> [PROBLEM]: Substitute "evaluation" for "benchmark" in the part that opens with the line containing "of the pollen" and closes with the last of the rows below. Give only those lines, with nothing else changed.

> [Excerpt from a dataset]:
* Start *
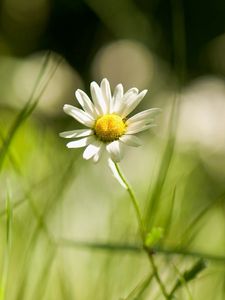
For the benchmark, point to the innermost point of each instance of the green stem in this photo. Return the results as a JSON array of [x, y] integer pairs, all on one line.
[[157, 277], [134, 202], [142, 231]]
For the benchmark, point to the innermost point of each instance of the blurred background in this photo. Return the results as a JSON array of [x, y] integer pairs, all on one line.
[[65, 223]]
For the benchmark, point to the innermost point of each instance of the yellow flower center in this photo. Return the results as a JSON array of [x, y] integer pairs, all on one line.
[[109, 127]]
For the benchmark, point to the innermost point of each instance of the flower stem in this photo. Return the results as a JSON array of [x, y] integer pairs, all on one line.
[[142, 231], [134, 202]]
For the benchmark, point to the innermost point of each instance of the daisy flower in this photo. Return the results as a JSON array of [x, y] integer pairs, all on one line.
[[108, 124]]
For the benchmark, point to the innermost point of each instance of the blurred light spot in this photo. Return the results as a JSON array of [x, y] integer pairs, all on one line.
[[202, 113], [60, 89], [128, 62], [215, 54]]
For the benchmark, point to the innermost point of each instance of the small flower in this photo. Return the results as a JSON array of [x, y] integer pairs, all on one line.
[[108, 126]]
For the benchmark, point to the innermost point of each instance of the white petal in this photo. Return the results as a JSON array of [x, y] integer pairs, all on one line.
[[138, 124], [86, 103], [117, 97], [138, 128], [76, 133], [131, 140], [144, 115], [115, 173], [121, 105], [132, 103], [98, 98], [115, 150], [79, 115], [91, 150], [99, 154], [80, 143], [106, 92]]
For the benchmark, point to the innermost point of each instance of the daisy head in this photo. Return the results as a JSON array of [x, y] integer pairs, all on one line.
[[107, 123]]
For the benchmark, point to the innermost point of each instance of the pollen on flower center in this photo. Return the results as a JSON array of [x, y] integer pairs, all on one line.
[[109, 127]]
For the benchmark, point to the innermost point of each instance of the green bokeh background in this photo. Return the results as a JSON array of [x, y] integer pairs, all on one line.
[[68, 230]]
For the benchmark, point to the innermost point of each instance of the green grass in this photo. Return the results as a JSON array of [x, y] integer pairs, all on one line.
[[69, 230]]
* End *
> [TASK OUTPUT]:
For the evaluation, point to the innermost point of each instance of the pollen on flower center in this photo. Return the results as a JSON array of [x, y] integer pairs, all on one line.
[[109, 127]]
For the evaluation, point to the innermost point of each instance of the green bokeh background in this photo. Return the results as a JSON array of [x, y] integer pairs, all on one line.
[[68, 230]]
For the evaluation, point to the innermost point of each instance of the green grass in this photo. Return the results as a JSON array of [x, y] integer pairs, all on one line.
[[69, 230]]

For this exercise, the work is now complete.